> [Instructions for the task]
Copy out, unchanged, the lines of the listing below that begin with the one containing "the white flag" and end after the one containing "51 0 143 59".

Detection examples
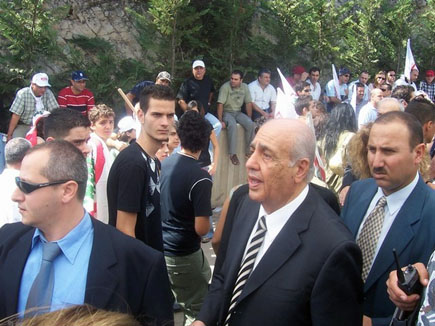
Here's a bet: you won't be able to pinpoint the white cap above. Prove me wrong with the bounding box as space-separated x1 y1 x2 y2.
32 72 51 87
118 116 136 132
192 60 205 68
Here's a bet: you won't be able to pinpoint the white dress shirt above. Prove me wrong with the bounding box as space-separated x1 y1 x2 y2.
356 172 419 268
240 185 309 270
248 80 276 110
307 79 322 101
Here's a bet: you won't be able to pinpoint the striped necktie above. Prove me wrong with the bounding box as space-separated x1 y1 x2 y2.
356 196 387 282
26 242 61 317
224 216 267 326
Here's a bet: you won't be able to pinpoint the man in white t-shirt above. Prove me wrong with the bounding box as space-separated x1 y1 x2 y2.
248 69 276 120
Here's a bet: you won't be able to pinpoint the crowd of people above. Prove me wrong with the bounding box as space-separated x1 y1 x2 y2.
0 60 435 326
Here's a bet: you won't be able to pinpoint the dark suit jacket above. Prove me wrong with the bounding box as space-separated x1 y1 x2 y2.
197 186 362 326
0 219 173 324
341 177 435 325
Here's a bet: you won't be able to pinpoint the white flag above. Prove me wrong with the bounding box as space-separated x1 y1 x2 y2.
276 68 296 96
350 83 358 114
332 64 341 101
274 87 298 119
403 39 418 82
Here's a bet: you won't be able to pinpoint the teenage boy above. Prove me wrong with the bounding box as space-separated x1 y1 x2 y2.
85 104 115 223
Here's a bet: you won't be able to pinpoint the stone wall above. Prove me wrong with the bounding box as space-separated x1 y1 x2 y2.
51 0 145 59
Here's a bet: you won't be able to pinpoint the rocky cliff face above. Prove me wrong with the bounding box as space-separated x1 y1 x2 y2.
51 0 143 59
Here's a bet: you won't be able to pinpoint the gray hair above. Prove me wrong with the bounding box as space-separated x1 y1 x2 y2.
5 137 32 164
289 127 316 182
378 97 405 112
29 140 88 201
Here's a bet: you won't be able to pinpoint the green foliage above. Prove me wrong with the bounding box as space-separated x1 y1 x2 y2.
0 0 65 94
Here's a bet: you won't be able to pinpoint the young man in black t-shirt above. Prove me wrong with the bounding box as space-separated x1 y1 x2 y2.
107 85 175 251
177 60 222 137
161 111 212 325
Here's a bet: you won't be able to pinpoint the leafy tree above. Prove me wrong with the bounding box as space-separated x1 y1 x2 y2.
127 0 207 76
0 0 65 93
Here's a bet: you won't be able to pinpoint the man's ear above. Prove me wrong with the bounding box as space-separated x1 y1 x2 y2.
414 143 426 164
61 180 79 204
295 158 310 183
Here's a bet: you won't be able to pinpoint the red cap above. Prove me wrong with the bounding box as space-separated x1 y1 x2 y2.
292 66 305 75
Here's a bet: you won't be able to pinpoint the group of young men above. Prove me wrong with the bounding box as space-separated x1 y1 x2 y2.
0 60 435 326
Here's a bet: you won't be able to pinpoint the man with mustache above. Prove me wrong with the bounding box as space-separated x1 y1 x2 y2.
192 119 362 326
341 111 435 325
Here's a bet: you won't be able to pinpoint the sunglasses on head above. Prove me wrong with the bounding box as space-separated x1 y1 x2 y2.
15 177 72 194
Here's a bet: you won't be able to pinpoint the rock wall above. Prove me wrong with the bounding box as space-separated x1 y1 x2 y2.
51 0 145 59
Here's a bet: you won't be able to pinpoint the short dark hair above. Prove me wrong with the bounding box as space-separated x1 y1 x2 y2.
295 96 313 115
405 98 435 125
231 69 243 79
295 80 310 92
257 68 272 78
27 140 88 202
308 66 320 75
88 104 115 124
373 111 424 151
177 111 211 153
44 108 91 139
5 137 32 164
391 85 415 103
139 84 175 113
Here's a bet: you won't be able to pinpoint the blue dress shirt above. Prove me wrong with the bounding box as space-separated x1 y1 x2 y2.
18 212 94 315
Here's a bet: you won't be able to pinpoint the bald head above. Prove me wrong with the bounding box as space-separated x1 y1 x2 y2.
259 119 316 181
370 88 384 108
377 97 405 115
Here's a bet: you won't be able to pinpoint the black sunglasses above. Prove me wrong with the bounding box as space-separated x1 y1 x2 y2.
15 177 72 194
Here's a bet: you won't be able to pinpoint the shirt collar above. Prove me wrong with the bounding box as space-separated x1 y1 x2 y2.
32 211 93 264
376 172 419 214
258 185 309 235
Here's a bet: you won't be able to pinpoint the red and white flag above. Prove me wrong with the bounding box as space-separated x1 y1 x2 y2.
332 64 341 100
403 39 418 82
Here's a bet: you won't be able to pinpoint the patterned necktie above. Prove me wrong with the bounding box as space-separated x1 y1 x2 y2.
26 242 61 317
356 196 387 282
224 216 267 326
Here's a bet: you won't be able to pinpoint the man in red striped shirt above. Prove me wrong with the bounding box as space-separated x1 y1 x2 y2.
57 70 95 115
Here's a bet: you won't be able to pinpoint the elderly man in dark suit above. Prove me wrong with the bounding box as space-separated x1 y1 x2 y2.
193 119 362 326
341 112 435 325
0 141 173 325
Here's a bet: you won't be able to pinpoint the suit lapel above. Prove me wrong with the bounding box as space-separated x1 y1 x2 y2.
85 218 118 308
364 179 426 291
2 228 35 316
239 188 316 301
346 182 378 240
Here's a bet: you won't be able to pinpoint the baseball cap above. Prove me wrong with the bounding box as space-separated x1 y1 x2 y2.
32 72 51 87
192 60 205 68
118 116 136 132
71 70 89 81
157 71 172 83
338 67 350 76
426 70 435 77
292 66 305 75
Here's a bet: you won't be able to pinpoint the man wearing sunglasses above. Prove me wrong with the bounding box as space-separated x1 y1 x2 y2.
0 140 172 325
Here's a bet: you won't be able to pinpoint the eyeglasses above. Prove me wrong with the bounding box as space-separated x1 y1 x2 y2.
15 177 71 194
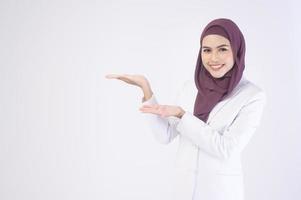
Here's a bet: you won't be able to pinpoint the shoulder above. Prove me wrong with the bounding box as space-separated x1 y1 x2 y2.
237 77 267 102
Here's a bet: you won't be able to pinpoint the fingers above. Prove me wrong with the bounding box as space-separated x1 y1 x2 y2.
105 74 130 79
105 74 120 79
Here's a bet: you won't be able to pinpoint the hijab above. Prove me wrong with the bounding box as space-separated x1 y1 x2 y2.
194 18 245 122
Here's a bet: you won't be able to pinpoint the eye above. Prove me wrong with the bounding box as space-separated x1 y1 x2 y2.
219 48 228 51
203 49 210 53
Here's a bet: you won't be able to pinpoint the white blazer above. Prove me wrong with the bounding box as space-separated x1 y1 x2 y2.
142 77 266 200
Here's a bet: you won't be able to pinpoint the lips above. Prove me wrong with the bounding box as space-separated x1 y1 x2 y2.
210 64 225 70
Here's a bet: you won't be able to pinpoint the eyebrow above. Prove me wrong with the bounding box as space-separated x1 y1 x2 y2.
202 44 229 49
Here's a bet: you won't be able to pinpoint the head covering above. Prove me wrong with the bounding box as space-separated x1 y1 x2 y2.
194 18 245 122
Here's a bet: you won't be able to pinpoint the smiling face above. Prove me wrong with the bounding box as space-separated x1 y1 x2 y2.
201 35 234 78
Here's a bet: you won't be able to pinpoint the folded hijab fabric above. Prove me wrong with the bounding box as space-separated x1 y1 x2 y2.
194 18 245 122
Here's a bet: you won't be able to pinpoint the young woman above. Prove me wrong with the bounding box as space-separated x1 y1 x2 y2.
107 19 266 200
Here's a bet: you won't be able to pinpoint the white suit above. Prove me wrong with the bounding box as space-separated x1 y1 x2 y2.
142 77 266 200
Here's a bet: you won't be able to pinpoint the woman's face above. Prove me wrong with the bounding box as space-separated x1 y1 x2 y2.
201 35 234 78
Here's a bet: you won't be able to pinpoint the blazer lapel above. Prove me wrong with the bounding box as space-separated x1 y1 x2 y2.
207 77 245 124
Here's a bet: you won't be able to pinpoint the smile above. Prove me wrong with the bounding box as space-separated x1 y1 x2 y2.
210 64 225 71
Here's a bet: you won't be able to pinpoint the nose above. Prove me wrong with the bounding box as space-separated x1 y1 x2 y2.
210 51 219 62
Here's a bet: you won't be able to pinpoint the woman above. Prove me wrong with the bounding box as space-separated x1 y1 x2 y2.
107 19 266 200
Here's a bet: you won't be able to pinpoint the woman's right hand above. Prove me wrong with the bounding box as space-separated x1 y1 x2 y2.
106 74 148 88
106 74 153 101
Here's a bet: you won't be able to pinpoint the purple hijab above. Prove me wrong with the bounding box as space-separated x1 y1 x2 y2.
194 18 245 122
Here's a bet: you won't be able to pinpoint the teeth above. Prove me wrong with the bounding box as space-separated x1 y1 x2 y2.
211 65 223 69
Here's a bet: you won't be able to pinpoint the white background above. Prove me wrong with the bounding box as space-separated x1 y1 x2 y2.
0 0 301 200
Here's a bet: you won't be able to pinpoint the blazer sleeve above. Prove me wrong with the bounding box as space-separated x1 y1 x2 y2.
177 91 266 159
142 95 180 144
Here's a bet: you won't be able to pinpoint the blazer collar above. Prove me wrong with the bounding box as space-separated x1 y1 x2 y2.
207 76 247 124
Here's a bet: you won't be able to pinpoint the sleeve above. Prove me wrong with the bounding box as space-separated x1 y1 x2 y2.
177 91 266 159
142 95 180 144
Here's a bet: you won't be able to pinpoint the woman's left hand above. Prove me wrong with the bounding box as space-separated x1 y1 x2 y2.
139 104 185 118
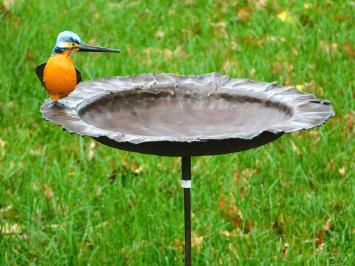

> [Solved problem]
Here's a bet: you won't be able to pinpoint the white flag above. Prove me wrong with the bounding box as space-separated x1 y1 x2 y2.
276 68 296 96
350 83 358 114
332 64 341 101
274 87 298 119
403 39 418 82
Here's a bet: you won't be able to pinpoint the teenage boy above. Prove me wrong with the bounding box as space-separated x1 y1 x2 y2.
85 104 115 223
Here's a bet: you won't be able to pinpoint the stone wall above. Prove me wrong with the bounding box as space-separated x1 y1 x2 y2.
51 0 145 59
Here's a bet: you won't be able to pinpoint the rocky cliff face above. Prove me wrong with the bounding box as space-separated x1 y1 x2 y2.
51 0 143 59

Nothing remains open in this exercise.